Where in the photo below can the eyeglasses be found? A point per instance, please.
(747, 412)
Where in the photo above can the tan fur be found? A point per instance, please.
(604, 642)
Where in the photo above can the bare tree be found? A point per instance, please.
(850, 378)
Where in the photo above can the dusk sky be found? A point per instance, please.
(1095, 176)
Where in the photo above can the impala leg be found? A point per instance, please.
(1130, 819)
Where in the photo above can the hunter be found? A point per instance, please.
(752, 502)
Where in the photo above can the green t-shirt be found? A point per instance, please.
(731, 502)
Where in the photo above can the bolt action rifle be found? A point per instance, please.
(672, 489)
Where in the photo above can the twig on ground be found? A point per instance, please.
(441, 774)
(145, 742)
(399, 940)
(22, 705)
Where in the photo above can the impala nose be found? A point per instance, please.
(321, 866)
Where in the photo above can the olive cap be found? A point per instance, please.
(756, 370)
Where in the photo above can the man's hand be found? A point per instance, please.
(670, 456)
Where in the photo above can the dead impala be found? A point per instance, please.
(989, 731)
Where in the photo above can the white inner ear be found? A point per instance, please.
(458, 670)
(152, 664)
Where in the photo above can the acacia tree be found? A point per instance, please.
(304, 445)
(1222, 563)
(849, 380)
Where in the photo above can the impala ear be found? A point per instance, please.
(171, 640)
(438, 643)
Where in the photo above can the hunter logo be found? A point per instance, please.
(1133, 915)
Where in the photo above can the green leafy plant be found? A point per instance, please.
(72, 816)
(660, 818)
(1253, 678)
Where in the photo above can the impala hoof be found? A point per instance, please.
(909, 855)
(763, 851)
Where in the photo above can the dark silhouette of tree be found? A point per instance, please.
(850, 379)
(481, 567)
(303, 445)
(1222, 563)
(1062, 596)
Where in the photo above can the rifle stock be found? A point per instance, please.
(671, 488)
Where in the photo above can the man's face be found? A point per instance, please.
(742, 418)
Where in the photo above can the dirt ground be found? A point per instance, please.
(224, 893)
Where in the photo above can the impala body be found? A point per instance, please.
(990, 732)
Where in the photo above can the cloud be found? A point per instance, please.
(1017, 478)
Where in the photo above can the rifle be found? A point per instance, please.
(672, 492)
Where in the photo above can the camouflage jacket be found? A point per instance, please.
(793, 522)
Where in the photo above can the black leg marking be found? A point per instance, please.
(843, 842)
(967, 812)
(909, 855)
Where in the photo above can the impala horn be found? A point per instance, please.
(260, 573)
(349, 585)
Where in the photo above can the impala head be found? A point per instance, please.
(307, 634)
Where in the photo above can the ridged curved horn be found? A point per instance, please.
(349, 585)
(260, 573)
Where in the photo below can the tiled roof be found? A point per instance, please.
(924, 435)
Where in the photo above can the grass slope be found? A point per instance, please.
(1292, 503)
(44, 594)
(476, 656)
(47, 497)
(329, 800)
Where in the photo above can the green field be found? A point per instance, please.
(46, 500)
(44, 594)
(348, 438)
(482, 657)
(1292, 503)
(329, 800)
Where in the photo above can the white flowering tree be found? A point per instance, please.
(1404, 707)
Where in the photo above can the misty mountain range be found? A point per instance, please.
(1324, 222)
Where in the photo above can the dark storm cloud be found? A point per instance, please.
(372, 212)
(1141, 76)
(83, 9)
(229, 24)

━━━━━━━━━━

◆ **Brief**: Turn every line of the listing above into a Markdown table with two columns, Number and Entry. Number the nonblank lines in order and skip the blank ones.

◆ **Exercise result**:
| Number | Entry |
|---|---|
| 1 | Where in the photo below can the eyeglasses be found? A point per instance, please. |
| 2 | (747, 412) |
| 3 | Where in the photo above can the tan fur be found? A point per instance, please. |
| 4 | (604, 642) |
| 5 | Where in the photo above can the bare tree be found? A point per instance, please. |
| 6 | (850, 378) |
| 7 | Where in the photo above can the dusk sky be found? A point per instance, please. |
| 8 | (1095, 176) |
| 9 | Where in the photo above can the impala leg be found? A point per instance, please. |
| 10 | (1130, 819) |
| 11 | Where in the photo above can the hunter be found? A point per instance, please. |
| 12 | (752, 502) |
| 13 | Where in the photo above can the green t-shirt be found? A point per instance, please. |
| 14 | (731, 502) |
| 15 | Where in the photo above can the bolt action rifle be found? A point per instance, please. |
| 16 | (672, 489) |
| 17 | Where in the photo above can the twig on ground be found? A point per instance, please. |
| 18 | (441, 774) |
| 19 | (145, 742) |
| 20 | (399, 940) |
| 21 | (22, 705) |
| 22 | Where in the photo above can the impala nose be found? A point per instance, please. |
| 23 | (321, 866) |
| 24 | Where in the photo above can the olive cap be found? A point per instance, please. |
| 25 | (756, 370) |
| 26 | Where in the photo above can the man's hand be found? A point per instance, please. |
| 27 | (670, 456) |
| 28 | Where in the photo above can the dead impala be found? A point per instance, please. |
| 29 | (989, 731) |
| 30 | Where in the photo above can the white inner ear be found? A point per instance, please. |
| 31 | (458, 670) |
| 32 | (152, 664) |
| 33 | Where in the photo above can the acacia tree be found? A point per instance, please. |
| 34 | (304, 445) |
| 35 | (1222, 563) |
| 36 | (849, 380) |
| 37 | Where in the photo above can the impala ear be found? A point per instance, please. |
| 38 | (171, 640) |
| 39 | (438, 643) |
| 40 | Where in the photo above can the hunter logo be found? A point per instance, please. |
| 41 | (1133, 915) |
| 42 | Where in the photo above can the green leafy plant be found? A point per instance, please. |
| 43 | (72, 816) |
| 44 | (660, 818) |
| 45 | (1253, 678) |
| 46 | Where in the photo above can the impala hoof be found? A point per instance, please. |
| 47 | (909, 855) |
| 48 | (763, 851) |
| 49 | Where in the photo above can the dark silhouette of tree be found? A point per instance, please. |
| 50 | (850, 379) |
| 51 | (481, 567) |
| 52 | (303, 445) |
| 53 | (1222, 563) |
| 54 | (1062, 596) |
| 55 | Where in the photo above can the rifle stock be found? A point per instance, please. |
| 56 | (671, 488) |
| 57 | Where in the photo above can the man's face be found? A point per instance, please. |
| 58 | (742, 418) |
| 59 | Where in the photo above can the dirt ground be found? A point per instance, please. |
| 60 | (224, 893) |
| 61 | Where in the photo above can the impala body be found? A point per instance, please. |
| 62 | (990, 732) |
| 63 | Where in the photo above can the cloud be found? A point per instance, please. |
| 64 | (1017, 478) |
| 65 | Where in the photo above can the rifle be found? A point per instance, please. |
| 66 | (672, 492) |
| 67 | Where in the photo above can the camouflage jacket be found? A point per instance, please. |
| 68 | (793, 522) |
| 69 | Where in the photo above can the black leg marking be found? A point per instance, please. |
| 70 | (843, 842) |
| 71 | (967, 812) |
| 72 | (909, 855) |
| 73 | Where in the photo above can the impala horn be found? A point per instance, please. |
| 74 | (260, 573) |
| 75 | (349, 585) |
| 76 | Where in the photo above can the impala head be found? A point per instance, please. |
| 77 | (307, 634) |
| 78 | Where in the photo above can the ridged curved horn be found? A point per instance, please. |
| 79 | (349, 585) |
| 80 | (260, 573) |
| 81 | Where in the photo below can the tiled roof be found? A point per instance, please. |
| 82 | (924, 435) |
| 83 | Where in the photo above can the grass slope be found? A point per instance, please. |
| 84 | (1292, 503) |
| 85 | (44, 594) |
| 86 | (476, 656) |
| 87 | (47, 497) |
| 88 | (329, 800) |
| 89 | Where in the photo above can the green field be found? A point per instance, please. |
| 90 | (46, 500) |
| 91 | (44, 594) |
| 92 | (348, 438) |
| 93 | (482, 657) |
| 94 | (1292, 503) |
| 95 | (329, 800) |
| 96 | Where in the photo above can the white flowering tree be found? A point per instance, please. |
| 97 | (1404, 707) |
| 98 | Where in the photo above can the misty mountain range be found? A point per instance, please. |
| 99 | (1324, 222) |
| 100 | Where in the photo above can the dark storm cloud be found? A point per instance, please. |
| 101 | (372, 212) |
| 102 | (1141, 76) |
| 103 | (83, 9) |
| 104 | (229, 24) |